Aim of the task:
Return every entry below word for word, with no changes.

=== Extracted data ===

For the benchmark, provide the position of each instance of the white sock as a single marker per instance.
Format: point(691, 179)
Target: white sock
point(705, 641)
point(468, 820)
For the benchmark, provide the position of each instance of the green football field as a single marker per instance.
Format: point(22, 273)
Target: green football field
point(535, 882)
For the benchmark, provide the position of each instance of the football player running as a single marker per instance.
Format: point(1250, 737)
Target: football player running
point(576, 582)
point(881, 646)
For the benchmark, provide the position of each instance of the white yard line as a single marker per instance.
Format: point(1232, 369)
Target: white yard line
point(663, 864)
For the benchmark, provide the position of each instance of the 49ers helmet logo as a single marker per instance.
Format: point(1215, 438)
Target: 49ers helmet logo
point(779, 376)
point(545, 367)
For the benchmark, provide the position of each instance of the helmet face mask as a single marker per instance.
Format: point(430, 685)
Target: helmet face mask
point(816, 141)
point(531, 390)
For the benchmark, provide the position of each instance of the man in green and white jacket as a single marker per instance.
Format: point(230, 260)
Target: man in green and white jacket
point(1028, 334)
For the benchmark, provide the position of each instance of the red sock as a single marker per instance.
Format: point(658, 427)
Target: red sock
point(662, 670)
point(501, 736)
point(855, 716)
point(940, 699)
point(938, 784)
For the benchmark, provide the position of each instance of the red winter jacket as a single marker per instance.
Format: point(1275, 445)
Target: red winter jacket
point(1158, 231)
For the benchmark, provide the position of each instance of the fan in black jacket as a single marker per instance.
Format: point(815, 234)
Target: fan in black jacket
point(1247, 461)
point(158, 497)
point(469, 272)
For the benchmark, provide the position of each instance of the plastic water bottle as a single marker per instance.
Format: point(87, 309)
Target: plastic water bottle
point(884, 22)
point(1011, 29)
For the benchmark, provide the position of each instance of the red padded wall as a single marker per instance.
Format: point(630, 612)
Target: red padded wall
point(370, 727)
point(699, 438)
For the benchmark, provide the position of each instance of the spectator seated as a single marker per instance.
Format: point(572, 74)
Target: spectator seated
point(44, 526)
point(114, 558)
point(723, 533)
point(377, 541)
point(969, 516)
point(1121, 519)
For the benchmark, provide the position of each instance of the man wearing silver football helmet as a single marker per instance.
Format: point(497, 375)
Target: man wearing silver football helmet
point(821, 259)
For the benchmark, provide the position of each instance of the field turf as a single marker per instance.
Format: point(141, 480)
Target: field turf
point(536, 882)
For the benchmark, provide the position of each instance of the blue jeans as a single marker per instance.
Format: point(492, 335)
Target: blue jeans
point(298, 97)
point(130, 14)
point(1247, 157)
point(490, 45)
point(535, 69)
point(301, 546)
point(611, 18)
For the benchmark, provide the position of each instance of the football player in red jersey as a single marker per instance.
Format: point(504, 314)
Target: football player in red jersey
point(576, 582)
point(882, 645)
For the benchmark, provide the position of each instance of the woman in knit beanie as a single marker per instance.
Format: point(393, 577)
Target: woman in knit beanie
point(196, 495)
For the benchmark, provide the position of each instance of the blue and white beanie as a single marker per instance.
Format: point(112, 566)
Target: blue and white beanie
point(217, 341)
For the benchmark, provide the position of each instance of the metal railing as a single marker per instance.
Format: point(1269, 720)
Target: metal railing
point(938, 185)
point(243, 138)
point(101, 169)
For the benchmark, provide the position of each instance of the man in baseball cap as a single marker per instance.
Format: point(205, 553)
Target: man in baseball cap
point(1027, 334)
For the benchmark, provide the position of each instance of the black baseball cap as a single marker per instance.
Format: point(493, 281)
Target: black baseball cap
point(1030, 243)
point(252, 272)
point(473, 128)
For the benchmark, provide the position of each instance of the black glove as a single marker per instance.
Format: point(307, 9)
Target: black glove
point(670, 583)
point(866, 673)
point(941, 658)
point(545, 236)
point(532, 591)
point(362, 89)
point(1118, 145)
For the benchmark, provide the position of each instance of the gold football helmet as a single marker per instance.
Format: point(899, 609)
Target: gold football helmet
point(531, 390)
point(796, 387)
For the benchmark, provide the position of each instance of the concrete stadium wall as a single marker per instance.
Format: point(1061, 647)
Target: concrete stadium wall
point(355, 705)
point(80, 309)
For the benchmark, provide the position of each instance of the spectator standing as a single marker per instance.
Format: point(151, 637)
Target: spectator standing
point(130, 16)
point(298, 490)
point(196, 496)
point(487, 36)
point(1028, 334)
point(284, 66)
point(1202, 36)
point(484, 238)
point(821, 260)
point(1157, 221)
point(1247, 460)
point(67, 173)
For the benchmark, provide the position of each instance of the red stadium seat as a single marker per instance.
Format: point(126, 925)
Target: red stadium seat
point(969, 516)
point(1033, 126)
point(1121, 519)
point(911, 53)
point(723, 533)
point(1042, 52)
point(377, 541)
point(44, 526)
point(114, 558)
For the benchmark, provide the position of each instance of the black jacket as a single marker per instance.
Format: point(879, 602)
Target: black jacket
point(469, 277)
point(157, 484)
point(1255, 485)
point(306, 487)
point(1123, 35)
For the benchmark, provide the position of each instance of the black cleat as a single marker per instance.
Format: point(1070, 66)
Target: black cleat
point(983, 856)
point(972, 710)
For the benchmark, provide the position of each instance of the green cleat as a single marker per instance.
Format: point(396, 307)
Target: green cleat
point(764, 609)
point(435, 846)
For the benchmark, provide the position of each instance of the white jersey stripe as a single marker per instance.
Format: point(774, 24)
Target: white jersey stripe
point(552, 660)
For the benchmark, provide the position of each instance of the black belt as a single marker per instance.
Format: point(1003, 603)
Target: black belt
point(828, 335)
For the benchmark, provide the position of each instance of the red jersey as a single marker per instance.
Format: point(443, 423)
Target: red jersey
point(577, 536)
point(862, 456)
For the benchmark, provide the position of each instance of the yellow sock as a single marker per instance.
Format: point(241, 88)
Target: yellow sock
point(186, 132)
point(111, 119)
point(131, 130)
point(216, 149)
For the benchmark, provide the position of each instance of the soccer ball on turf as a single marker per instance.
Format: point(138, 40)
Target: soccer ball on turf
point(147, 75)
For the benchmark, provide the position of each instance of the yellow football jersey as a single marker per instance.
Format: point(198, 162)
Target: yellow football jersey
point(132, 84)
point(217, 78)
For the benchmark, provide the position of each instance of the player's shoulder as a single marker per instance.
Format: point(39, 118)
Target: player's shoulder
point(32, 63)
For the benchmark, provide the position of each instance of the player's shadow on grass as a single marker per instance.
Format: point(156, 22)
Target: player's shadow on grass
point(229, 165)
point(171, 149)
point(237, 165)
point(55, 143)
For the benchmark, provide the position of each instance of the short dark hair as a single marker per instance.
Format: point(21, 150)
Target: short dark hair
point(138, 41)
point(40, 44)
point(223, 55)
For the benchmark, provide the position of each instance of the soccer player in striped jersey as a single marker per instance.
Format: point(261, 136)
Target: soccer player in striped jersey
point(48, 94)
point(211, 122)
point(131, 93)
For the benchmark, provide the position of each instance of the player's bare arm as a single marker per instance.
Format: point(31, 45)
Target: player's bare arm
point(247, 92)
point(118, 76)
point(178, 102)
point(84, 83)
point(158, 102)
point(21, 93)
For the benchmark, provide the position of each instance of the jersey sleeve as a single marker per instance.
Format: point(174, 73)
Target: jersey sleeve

===

Expected output:
For the benchmark, provide the position of each instance of the white sock as a single marker per instance.
Format: point(691, 179)
Target: white sock
point(705, 641)
point(468, 820)
For the benchmark, provide the position of each instance of the green football field as a single marker per instance.
Format: point(22, 273)
Target: green football field
point(535, 882)
For the benchmark, provide the position of each instance of the football player running as a single marker per instance.
Format: point(1250, 737)
Target: football player running
point(576, 582)
point(881, 646)
For the benchmark, provide the position of each instance of the white yard line as a single marker per instance.
Format: point(1232, 369)
Target: white yard line
point(663, 864)
For the benchmark, provide the position of each instance of the 49ers helmet logo as a single marker per instance.
Format: point(1215, 438)
Target: 49ers helmet logo
point(779, 376)
point(545, 367)
For the benchmark, provide the position of each instance of the helmet face mask as a single marker per instance.
Format: point(430, 685)
Target: helmet face mask
point(816, 141)
point(531, 390)
For the benchmark, provide the position of each instance of the man in green and white jacket as a single marker per instance.
Format: point(230, 260)
Target: man in green and white jacket
point(1028, 334)
For the benchmark, provide the position of each instance of the red sock as a single marker per instance.
Format: point(658, 427)
Target: red sock
point(662, 670)
point(501, 736)
point(855, 716)
point(940, 699)
point(938, 784)
For the benchmark, provide the position of each instance of the red winter jacket as a single marker per instance.
Format: point(1275, 445)
Target: red winter jacket
point(1158, 231)
For the benchmark, provide the position of each instance of the fan in black jacket as a single marker per instance.
Format: point(815, 234)
Target: fan in black jacket
point(1247, 461)
point(158, 497)
point(469, 272)
For the benchmark, provide the position of each instance of the plastic water bottle as a single marker per instance.
Format: point(87, 309)
Target: plastic water bottle
point(884, 22)
point(1011, 29)
For the benchmark, provide the position of each instance of the red padded wall as a single marker per instance.
Format: point(630, 612)
Target: red padded wall
point(370, 727)
point(699, 438)
For the benchmark, provide the position of each instance of the spectator seated as a single marker per instance.
Format: point(572, 74)
Target: spectator seated
point(44, 526)
point(114, 558)
point(723, 533)
point(377, 541)
point(969, 516)
point(1121, 519)
For the benchmark, provide the position of each instance of the man wearing silver football helmet as a single marker per instance.
Format: point(497, 375)
Target: man wearing silver football helmet
point(821, 259)
For the benchmark, provide the position of each instance of the field turf as a single marker per instance.
Format: point(141, 480)
Target: field turf
point(536, 882)
For the benchmark, provide the position of each instance of the blue jeans as a single marker per instance.
Format: point(492, 335)
Target: blue jeans
point(298, 97)
point(130, 14)
point(1247, 157)
point(490, 45)
point(535, 69)
point(301, 546)
point(611, 18)
For the benchmark, provide the position of each instance of the football player in red jersey as a single marker per instance.
Format: point(504, 314)
Target: football player in red jersey
point(576, 582)
point(882, 645)
For the benchmark, provide the position of each instance of the woman in knit beanie as a single marker per instance.
Format: point(393, 577)
Target: woman in knit beanie
point(196, 495)
For the benchmark, provide the position of each instance of the blue and white beanie as a single marker per instance.
Format: point(112, 566)
Target: blue and white beanie
point(217, 341)
For the benchmark, provide the position of each instance of the metal railing as a single marker per instance.
Format: point(1269, 720)
Target: metal railing
point(938, 185)
point(243, 138)
point(101, 169)
For the benchmark, provide the position of each instance of the man in baseball cap as a single marker per instance.
Format: point(205, 553)
Target: man in baseball cap
point(1027, 334)
For the benchmark, provide the position of each instance of the black baseball cap as a single marker per instance.
Format: point(493, 281)
Target: black baseball cap
point(1030, 243)
point(252, 272)
point(473, 128)
For the benchmark, provide the position of each instance of the black glove as a single marker per instance.
Format: point(307, 9)
Target: black glove
point(670, 583)
point(866, 673)
point(941, 658)
point(545, 236)
point(532, 591)
point(362, 89)
point(1118, 145)
For the benchmark, provide the position of each instance of the gold football helmet as a single marker per instance.
Format: point(899, 609)
Target: gold football helmet
point(531, 390)
point(796, 387)
For the benchmark, provide the position of each instance of the concrete stadium wall as a single marker per instance.
Format: point(1061, 647)
Target: concrete stadium wall
point(355, 705)
point(80, 309)
For the benchmark, provide the position of each instance of the spectator standing as a single marker per instance.
Format: point(151, 637)
Target: spectator standing
point(130, 16)
point(298, 490)
point(196, 496)
point(487, 36)
point(1028, 334)
point(284, 66)
point(1202, 36)
point(484, 238)
point(821, 260)
point(1157, 221)
point(1247, 460)
point(67, 173)
For the benchmark, provide the position of each instance of the red stadium seat as a single marker per instance.
Format: point(126, 925)
Target: red stadium seat
point(969, 516)
point(1033, 126)
point(1121, 519)
point(911, 53)
point(723, 533)
point(1042, 52)
point(377, 541)
point(44, 526)
point(114, 558)
For the benchmark, provide the position of each instance of the black jacket as a single marker per instance.
Format: point(879, 602)
Target: black jacket
point(469, 277)
point(157, 484)
point(1255, 485)
point(306, 487)
point(1123, 35)
For the benchmark, provide the position of each instance of the black cleat as a single marker per instance.
Format: point(1070, 66)
Target: black cleat
point(983, 856)
point(972, 710)
For the benchmark, provide the position of each instance of the green cleat as a single marker per instance.
Format: point(396, 307)
Target: green cleat
point(764, 609)
point(435, 846)
For the benchmark, provide the position of each instance of the white jersey stripe as a single marker per instance.
Format: point(774, 24)
Target: white jersey stripe
point(552, 660)
For the benchmark, provide the position of each instance of the black belt as a single marker per instance.
Format: point(1003, 603)
Target: black belt
point(828, 335)
For the benchmark, provide the position of each instance of the red jersey as a single marker per instance.
Format: point(443, 423)
Target: red jersey
point(577, 536)
point(862, 456)
For the benchmark, provide the position of each instance of the yellow sock as a single marker per instance.
Format: point(241, 88)
Target: yellow sock
point(186, 132)
point(111, 119)
point(131, 130)
point(216, 149)
For the benchmark, provide the position of each instance of the soccer ball on turf as a single marker per instance.
Format: point(138, 40)
Target: soccer ball on turf
point(147, 75)
For the benchmark, provide the position of each instance of the yellow football jersey as a single marker per instance.
Format: point(198, 162)
Target: yellow football jersey
point(132, 84)
point(217, 78)
For the benchmark, provide the position of each instance of the player's shoulder as a single marker per instance.
Format: point(39, 118)
Target: player's shoulder
point(32, 63)
For the benchmark, provide the position of each instance of the player's shadow on grass as a single marker per instance.
Format: point(156, 22)
Target: player's shadow on grass
point(229, 165)
point(171, 149)
point(237, 165)
point(55, 143)
For the benchmark, provide the position of each instance of the short dark hair as a single marker per instance.
Format: point(21, 150)
Target: short dark hair
point(138, 41)
point(40, 44)
point(223, 55)
For the benchmark, provide the position of each instance of the soccer player in striped jersey as a single marker per instance.
Format: point(261, 136)
Target: soccer player in striped jersey
point(48, 94)
point(211, 122)
point(131, 93)
For the benchmark, provide the position of each instance of the player's bare arm as a single marker per instance.
Format: point(31, 45)
Target: player's bare arm
point(247, 92)
point(118, 76)
point(178, 102)
point(84, 83)
point(158, 102)
point(21, 93)
For the benchmark, provide the position of each instance of the jersey sleeve as a single marker per instance.
Format: point(174, 73)
Target: jersey sleeve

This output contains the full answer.